-- START OF Provided passage --
Lana,

My comments are embedded below:

Greetings,
 
I apparently have been practicing a number of principles of Zen for quite
some time, albeit completely unintentionally.  A lot of what I am reading
now are things I have realized through experience without external
guidance: It is very refreshing to see there are teachings for this that I
have stumbled on.
 
One thing I am having a lot of trouble with recently is interaction with
others who simply don't understand - people so stuck in their dualities that
they can't begin to comprehend I just don't have them, people who are so
immersed in the material world that they can't conceive that I am happy
without many possessions, people so focused on having external influences
complete them that they seem to be cut off from simply being.  This issue
has been so pervasive recently that I have went from existing with a
peaceful thought-free mind (no-mind?) to one that has been sad on occasion. 
I have never needed meditation to achieve that state, but I am starting it
to see if it helps.
[Bill!]  Why does this attitude of other people make you sad?  If what you
say is true then your very life is providing them with an example of a
content human being.  You can do no more unless they specifically ask you
for guidance.
 
It seems the issues most frequently presented are that people who feel I
am important to them seem to keep insisting on doing things for me, then
being frustrated that I am not ecstatic for their gestures (nor am I upset,
those gestures simply are what they are - transient, typically materialistic
things that are nice, but not necessary to my wellbeing).  They expect to be
thanked as if I had needed their action like food or water.  They seem
to expect me to sustain them in a similar fashion.  And thus they make their
own misery over it when I simply am who I am.  I've tried explaining, but
they are not ready to learn.
-- END OF Provided passage --
(Parts of the exercise):
(1) Answer these questions using the email about Zen:
(a) What does the writer say they have never needed in order to reach a peaceful state?
(b) According to Bill's reply, what is the writer's life providing to other people?
(c) How do the people who do things for the writer expect to be thanked?
(2) Transcribe the part of the email about Zen that opens with the words "I apparently have" and closes with "have stumbled on.".
(3) Translate this sentence from the email about Zen into Spanish: "They expect to be thanked as if I had needed their action like food or water."
-- START OF Stored data --
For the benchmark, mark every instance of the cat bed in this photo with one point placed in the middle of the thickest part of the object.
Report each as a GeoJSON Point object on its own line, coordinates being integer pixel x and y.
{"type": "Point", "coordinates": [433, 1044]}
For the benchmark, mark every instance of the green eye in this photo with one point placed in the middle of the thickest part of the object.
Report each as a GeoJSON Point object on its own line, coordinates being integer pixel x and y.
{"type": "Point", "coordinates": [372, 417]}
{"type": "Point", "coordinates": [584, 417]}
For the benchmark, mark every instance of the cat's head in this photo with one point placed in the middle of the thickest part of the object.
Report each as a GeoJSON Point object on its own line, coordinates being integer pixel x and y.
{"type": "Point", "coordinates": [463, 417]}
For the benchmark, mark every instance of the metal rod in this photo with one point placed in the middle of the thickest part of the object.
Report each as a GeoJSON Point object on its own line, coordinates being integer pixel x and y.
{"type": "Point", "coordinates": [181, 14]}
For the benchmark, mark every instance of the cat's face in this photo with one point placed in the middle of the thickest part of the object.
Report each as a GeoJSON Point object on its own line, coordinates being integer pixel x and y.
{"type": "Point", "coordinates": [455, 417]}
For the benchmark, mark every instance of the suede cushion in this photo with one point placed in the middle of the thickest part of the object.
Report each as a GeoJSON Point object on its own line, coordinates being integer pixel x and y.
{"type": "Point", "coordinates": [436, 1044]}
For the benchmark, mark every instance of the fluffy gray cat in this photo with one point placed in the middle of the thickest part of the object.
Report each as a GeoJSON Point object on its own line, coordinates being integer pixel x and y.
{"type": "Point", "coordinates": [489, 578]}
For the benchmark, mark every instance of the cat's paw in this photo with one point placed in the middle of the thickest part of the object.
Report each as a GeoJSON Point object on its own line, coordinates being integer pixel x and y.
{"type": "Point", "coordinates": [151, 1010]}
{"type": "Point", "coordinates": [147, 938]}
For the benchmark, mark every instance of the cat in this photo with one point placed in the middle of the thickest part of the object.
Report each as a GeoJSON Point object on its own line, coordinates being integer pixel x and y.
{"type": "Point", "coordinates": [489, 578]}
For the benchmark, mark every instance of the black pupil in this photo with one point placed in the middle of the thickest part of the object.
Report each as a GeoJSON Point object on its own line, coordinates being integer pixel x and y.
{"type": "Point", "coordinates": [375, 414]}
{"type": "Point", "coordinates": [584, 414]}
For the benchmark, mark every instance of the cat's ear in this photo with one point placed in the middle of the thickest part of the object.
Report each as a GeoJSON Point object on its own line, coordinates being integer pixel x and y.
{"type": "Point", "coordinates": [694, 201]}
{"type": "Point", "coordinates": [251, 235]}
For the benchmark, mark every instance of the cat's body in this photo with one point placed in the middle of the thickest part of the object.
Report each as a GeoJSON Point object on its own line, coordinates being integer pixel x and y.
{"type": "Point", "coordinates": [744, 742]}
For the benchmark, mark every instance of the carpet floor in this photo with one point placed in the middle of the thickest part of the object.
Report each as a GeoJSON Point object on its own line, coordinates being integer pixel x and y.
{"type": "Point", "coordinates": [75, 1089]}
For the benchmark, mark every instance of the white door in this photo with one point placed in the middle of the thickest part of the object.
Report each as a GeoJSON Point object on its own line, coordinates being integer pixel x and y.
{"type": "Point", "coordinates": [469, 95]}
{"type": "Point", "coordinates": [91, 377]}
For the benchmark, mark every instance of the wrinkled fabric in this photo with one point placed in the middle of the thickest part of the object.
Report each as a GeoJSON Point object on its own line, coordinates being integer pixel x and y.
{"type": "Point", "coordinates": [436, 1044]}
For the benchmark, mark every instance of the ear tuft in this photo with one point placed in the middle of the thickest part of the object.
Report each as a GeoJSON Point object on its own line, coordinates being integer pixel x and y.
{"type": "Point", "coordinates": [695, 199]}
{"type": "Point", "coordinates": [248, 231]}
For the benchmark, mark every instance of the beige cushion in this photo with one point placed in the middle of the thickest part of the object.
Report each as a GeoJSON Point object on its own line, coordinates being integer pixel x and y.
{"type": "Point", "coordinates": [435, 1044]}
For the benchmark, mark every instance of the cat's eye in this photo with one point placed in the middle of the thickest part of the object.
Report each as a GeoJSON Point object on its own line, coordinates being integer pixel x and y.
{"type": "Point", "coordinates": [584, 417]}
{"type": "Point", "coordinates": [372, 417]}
-- END OF Stored data --
(Answers per task):
(1)
(a) Meditation.
(b) An example of a content human being.
(c) As if the writer had needed their action like food or water.

(2)
I apparently have been practicing a number of principles of Zen for quite
some time, albeit completely unintentionally.  A lot of what I am reading
now are things I have realized through experience without external
guidance: It is very refreshing to see there are teachings for this that I
have stumbled on.

(3) Esperan que se les agradezca como si yo hubiera necesitado su acción como la comida o el agua.